* TEXTAUSZUG *
Laut dem IHK-Energiewende-Barometer 2012 wollen immer mehr Betriebe ihr eigener Stromlieferant sein: Jedes dritte Unternehmen setzt sich derzeit mit den Möglichkeiten auseinander, seinen eigenen Strom zu erzeugen. Dies ist nicht nur ökologisch sinnvoll, sondern rechnet sich auch betriebswirtschaftlich durch Kosteneinsparungen. Zudem wird auch das ökologische Bewusstsein der mündigen Verbraucher immer ausgeprägter, man achtet immer stärker darauf, was wie und wo produziert wird. Es bildet sich ein immer größeres Bewusstsein – und damit ein immer größerer Markt – für nachhaltig erzeugte Produkte. Dadurch besitzt das, was sinnvoll für die Gesellschaft und die Umwelt ist, auch einen wirtschaftlichen Nutzen für die Unternehmen. Unabhängigkeit und Marketing, Ökologie und Ökonomie gehen hier Hand in Hand.

AGITANO, das Wirtschaftsforum für den Mittelstand, hat die Gelegenheit genutzt und ein Interview mit Hans-Peter Wilfer geführt, dem Gründer und Geschäftsführer der Instrumentenmanufaktur Framus & Warwick mit Sitz in Markneukirchen im sächsischen Vogtland. Der mittelständische Betrieb ist ein Praxisbeispiel dafür, wie Unternehmen zu 100% energieautark werden können.

Schönen guten Tag Herr Wilfer. Bevor wir näher auf das Thema 100% Energieautarkie in mittelständischen Betrieben eingehen und das Unternehmen Framus & Warwick als Praxisbeispiel aufführen, stellen Sie sich und das Unternehmen doch bitte kurz vor. Welche Größe hat der Betrieb? Was stellen Sie her?

Wir bauen E-Gitarren und E-Bässe, oder um ganz genau zu sein: 60 Mitarbeiter hier in Markneukirchen bauen hochwertige E-Gitarren und E-Bässe. Das ist der Markt, auf dem wir uns bewegen. Der ist naturgemäß nicht so groß wie der Massenmarkt für Gitarren und Bässe, aber den könnten wir von hier aus auch gar nicht bedienen. Den dominieren großindustriell hergestellte Instrumente aus Fernost. Die verkaufen sich über den Preis, und da können wir beim besten Willen nicht mithalten. Wollen wir auch nicht. Wir wollen den Kunden einen Mehrwert bieten, damit sie zu unseren Instrumenten greifen.

* ANGEZEIGTE ZEILEN *
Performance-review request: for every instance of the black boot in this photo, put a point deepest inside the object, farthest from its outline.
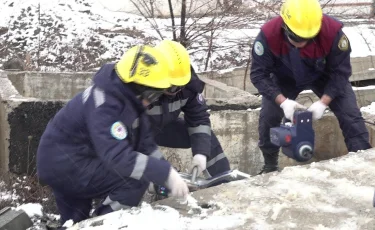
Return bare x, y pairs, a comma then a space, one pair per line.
268, 169
271, 161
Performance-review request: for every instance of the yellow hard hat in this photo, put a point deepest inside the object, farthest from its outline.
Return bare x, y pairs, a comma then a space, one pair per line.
144, 65
303, 17
179, 61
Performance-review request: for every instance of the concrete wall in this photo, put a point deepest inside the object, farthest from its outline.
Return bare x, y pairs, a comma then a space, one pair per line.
363, 69
23, 119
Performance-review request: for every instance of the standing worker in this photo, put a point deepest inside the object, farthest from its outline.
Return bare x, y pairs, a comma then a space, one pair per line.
100, 144
304, 49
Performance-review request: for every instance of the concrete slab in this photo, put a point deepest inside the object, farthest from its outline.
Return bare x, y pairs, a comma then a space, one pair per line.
333, 194
14, 220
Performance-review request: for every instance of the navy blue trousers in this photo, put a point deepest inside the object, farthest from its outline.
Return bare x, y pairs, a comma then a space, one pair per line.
175, 135
74, 201
344, 107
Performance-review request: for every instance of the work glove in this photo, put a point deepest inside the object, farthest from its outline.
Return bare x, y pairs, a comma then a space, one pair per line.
200, 161
317, 109
289, 106
177, 186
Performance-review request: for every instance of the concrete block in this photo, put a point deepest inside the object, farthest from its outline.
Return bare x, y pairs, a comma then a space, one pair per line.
14, 220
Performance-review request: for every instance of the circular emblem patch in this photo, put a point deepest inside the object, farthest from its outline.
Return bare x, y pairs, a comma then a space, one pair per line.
259, 49
200, 99
118, 130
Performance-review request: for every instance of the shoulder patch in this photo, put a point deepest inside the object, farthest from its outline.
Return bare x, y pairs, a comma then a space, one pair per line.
200, 99
258, 48
118, 130
343, 43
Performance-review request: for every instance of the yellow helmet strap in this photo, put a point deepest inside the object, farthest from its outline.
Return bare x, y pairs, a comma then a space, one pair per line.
294, 37
174, 89
147, 60
147, 93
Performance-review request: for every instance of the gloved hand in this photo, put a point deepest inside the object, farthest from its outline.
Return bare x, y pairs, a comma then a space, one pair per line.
317, 109
289, 106
176, 185
200, 161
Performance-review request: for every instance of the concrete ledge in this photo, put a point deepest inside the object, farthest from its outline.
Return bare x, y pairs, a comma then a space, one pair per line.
234, 120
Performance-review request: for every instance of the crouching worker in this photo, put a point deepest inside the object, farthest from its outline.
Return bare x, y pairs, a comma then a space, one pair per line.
194, 130
100, 145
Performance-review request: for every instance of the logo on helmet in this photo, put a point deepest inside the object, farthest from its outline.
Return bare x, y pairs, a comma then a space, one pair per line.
259, 49
147, 60
343, 43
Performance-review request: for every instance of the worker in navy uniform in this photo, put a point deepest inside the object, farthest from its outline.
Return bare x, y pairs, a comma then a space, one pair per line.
194, 129
304, 49
100, 144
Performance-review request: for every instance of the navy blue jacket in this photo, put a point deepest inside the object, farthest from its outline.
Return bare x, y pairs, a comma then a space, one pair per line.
86, 135
276, 62
191, 102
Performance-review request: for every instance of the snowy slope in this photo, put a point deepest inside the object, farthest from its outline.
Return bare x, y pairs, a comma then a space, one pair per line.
335, 194
76, 35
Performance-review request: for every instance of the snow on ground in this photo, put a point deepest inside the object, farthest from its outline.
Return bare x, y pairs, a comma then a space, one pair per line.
79, 35
334, 194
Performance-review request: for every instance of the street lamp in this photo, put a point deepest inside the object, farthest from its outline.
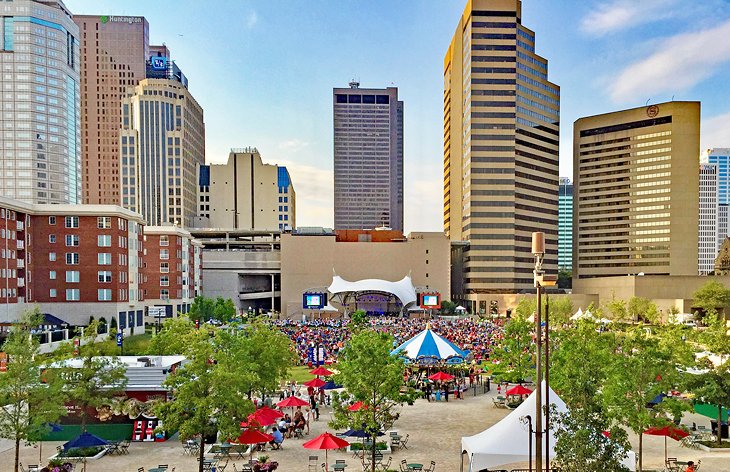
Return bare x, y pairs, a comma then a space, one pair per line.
541, 280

* AUFGABEN *
(A) Beantworten Sie anhand des Textauszugs diese drei Fragen:
(i) Welcher Anteil der Unternehmen setzt sich laut dem IHK-Energiewende-Barometer 2012 mit der eigenen Stromerzeugung auseinander?
(ii) Wo hat die Instrumentenmanufaktur Framus & Warwick ihren Sitz?
(iii) Wie viele Mitarbeiter bauen dort E-Gitarren und E-Bässe?
(B) Schreiben Sie den Abschnitt des Textauszugs wortgetreu ab, der mit „Laut dem IHK-Energiewende-Barometer 2012“ beginnt und bis einschließlich „Hand in Hand.“ reicht.

* LÖSUNGEN *
(A)
(i) Jedes dritte Unternehmen.
(ii) In Markneukirchen im sächsischen Vogtland.
(iii) 60 Mitarbeiter.

(B)
Laut dem IHK-Energiewende-Barometer 2012 wollen immer mehr Betriebe ihr eigener Stromlieferant sein: Jedes dritte Unternehmen setzt sich derzeit mit den Möglichkeiten auseinander, seinen eigenen Strom zu erzeugen. Dies ist nicht nur ökologisch sinnvoll, sondern rechnet sich auch betriebswirtschaftlich durch Kosteneinsparungen. Zudem wird auch das ökologische Bewusstsein der mündigen Verbraucher immer ausgeprägter, man achtet immer stärker darauf, was wie und wo produziert wird. Es bildet sich ein immer größeres Bewusstsein – und damit ein immer größerer Markt – für nachhaltig erzeugte Produkte. Dadurch besitzt das, was sinnvoll für die Gesellschaft und die Umwelt ist, auch einen wirtschaftlichen Nutzen für die Unternehmen. Unabhängigkeit und Marketing, Ökologie und Ökonomie gehen hier Hand in Hand.